» **THINGS TO DO**:
(A) In the Noir code review checklist, what reason is given for using assert_eq(a, b) instead of assert(a == b)?
(B) List every issue that the Noir code review checklist places under the Critical severity level.
(C) Carry on the Noir code review checklist from the point where it ends.

» **EXTRACT**:
·····

5.2.1 Idiomatic Patterns (see Noir Idioms)

• assert_eq(a, b) is used instead of assert(a == b) -- better error messages
• Boolean conditions use bool types and operators, not Field arithmetic (e.g., !flag | other instead of (1 - flag as Field) * other_field == 0)
• Conditional values use if/else expressions, not manual selects (e.g., let val = if cond { x } else { y } instead of let val = c * (x - y) + y)
• Assertions are hoisted out of conditional branches where possible -- one assert_eq on a conditional value is better than separate assertions in each branch
• Functions callable in both contexts use is_unconstrained() to provide optimized ACIR and Brillig paths where beneficial

5.3 Unconstrained Safety

• Every unconstrained function result is verified with constraints in the calling code
• unsafe {} blocks have a // Safety: comment explaining what property the constrained verification enforces
• unsafe {} blocks are followed by assertion or verification logic
• No unconstrained results are trusted without verification -- CRITICAL: unconstrained code can return anything, an attacker controls these values
• The hint pattern is used correctly: compute in unconstrained, then verify with constrained assertions
• Hints return only final results, not intermediate scaffolding -- fewer hinted values means fewer constraints

5.4 Oracle Usage

• Oracle return values are verified with constraints (same principle as unconstrained safety)
• Oracle function signatures match the corresponding JavaScript/TypeScript implementation
• Oracle wrapper functions are properly marked unconstrained
• #[oracle(name)] functions have empty bodies

5.4.1 Dependency Checks

• Hash functions use the correct source -- Poseidon2, SHA-256, and Keccak256 are external libraries (not in stdlib)
• Schnorr and EdDSA are no longer in stdlib -- check for removed imports
• BoundedVec does not need an explicit import (it is in the prelude)

5.5 Public Input Handling

• Public inputs are minimized -- each adds verifier cost
• No information leaks through public inputs -- private data must not be exposed as pub
• Hash commitments are used where appropriate -- commit to private data, reveal hash publicly
• Return values do not accidentally expose private witnesses

5.6 Proof Soundness

• Both branches of if/else are valid -- both branches execute in ZK, invalid branches cause circuit failures
• All inputs participate in constraints -- unconstrained inputs can be set to anything by a malicious prover
• No reliance on "unreachable" code for safety -- both branches always execute
• Assertions are sufficient to prevent a malicious prover from creating valid proofs with incorrect values
• No under-constrained witnesses that allow multiple valid solutions where only one is intended

Step 6: Flag Issues by Severity

Classify every finding into one of these severity levels:

Critical -- Proof unsoundness or information leaks:

• Missing constraints that allow fake proofs
• Private data leaked through public inputs or return values
• Unconstrained results trusted without verification
• Both-branch-execution bugs that cause unexpected failures or bypass security
• Under-constrained witnesses allowing a malicious prover to forge proofs

High -- Significant correctness or efficiency issues:

• Missing assertions on critical values
• Grossly oversized integer types wasting thousands of constraints
• SHA-256 or Keccak used where Poseidon2 would suffice (~1000x constraint difference)

·····

» **INFORMATION SUPPLIED**:
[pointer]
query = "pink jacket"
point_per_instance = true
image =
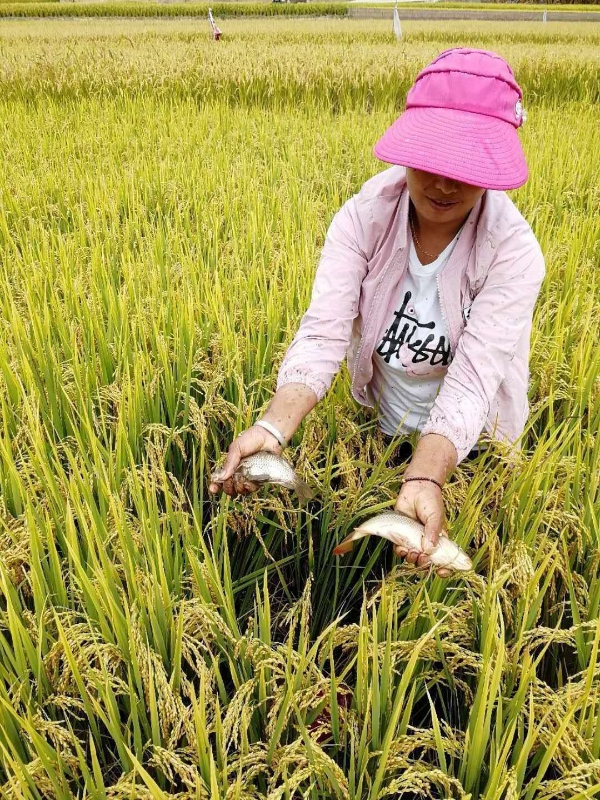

·····

» **WRITTEN RESPONSES**:
(A) It gives better error messages.

(B)
- Missing constraints that allow fake proofs
- Private data leaked through public inputs or return values
- Unconstrained results trusted without verification
- Both-branch-execution bugs that cause unexpected failures or bypass security
- Under-constrained witnesses allowing a malicious prover to forge proofs

(C)
• Edge cases that could cause assertion failures in production

Medium -- Best practice violations:

• Suboptimal hash function choice with moderate constraint cost difference
• Unnecessary public inputs that increase verifier cost
• Oversized BoundedVec maximums
• Missing error messages on assertions (makes debugging harder)
• Unused function parameters that should be constrained or removed

Low -- Code style or minor improvements:

• Naming conventions
• Code organization and module structure
• Documentation and comment gaps
• Unused imports

Step 7: Provide Recommendations

For each issue found:

1. Explain why it is a problem in the context of zero-knowledge proofs
2. Show the current code with file path and line reference
3. Provide corrected code showing the fix
4. Reference MCP examples or stdlib patterns if relevant

Output Format

Structure every review report as follows:

## Circuit Review: [CircuitName]

### Summary
Brief overview of the circuit's purpose and overall assessment of quality.

### Constraint Analysis
Estimated constraint breakdown by section (if discernible from the code).
Note which hash functions, integer types, and loop bounds dominate the constraint cost.

### Issues Found

#### Critical
- **[Issue Title]**: Description of the problem and its security impact.
  - Location: `file:line`
  - Current: `code snippet`
  - Suggested: `fixed code`
  - Why: Explanation of the ZK-specific risk.

#### High
...

#### Medium
...

#### Low
...

### Recommendations
Specific actionable suggestions for improving the circuit beyond fixing flagged issues.

### What's Done Well
Highlight good practices observed in the circuit. Positive reinforcement for correct patterns.

If no issues are found at a given severity level, omit that section rather than printing an empty list.

Interactive Review

During review, ask clarifying questions when intent is ambiguous. Examples:

• "This function returns a private witness value. Is it intentional that this becomes a public output?"
• "This unconstrained hint computes X but I see no constraint verifying the result. Is verification handled in a different function?"
• "This loop bound of 1000 generates significant constraints. Could the maximum be reduced for your use case?"
• "This pub input exposes a value that appears to be private. Is this needed by the verifier?"

Do not assume -- ask. Incorrect assumptions lead to false positives that erode trust in the review.

Common Noir Pitfalls to Check

These are the most frequently encountered issues in Noir circuits. Pay special attention to each:

1. Trusting unconstrained output -- unsafe { hint() } without a corresponding assert() means the prover can return any value. This is the single most common soundness bug.

2. Both branches execute -- In a ZK circuit, if secret { valid_path } else { invalid_path } will execute both branches. If the invalid path triggers an out-of-bounds access or assertion failure, the circuit fails regardless of the condition.

3. Field overflow -- Field arithmetic wraps at the prime modulus. The expression x + 1 == 0 is satisfiable when x = p - 1. Range checks are required if overflow behavior matters.

4. Missing pub on inputs -- Forgetting pub on a function parameter means the verifier cannot check that input value. The prover can set it to anything.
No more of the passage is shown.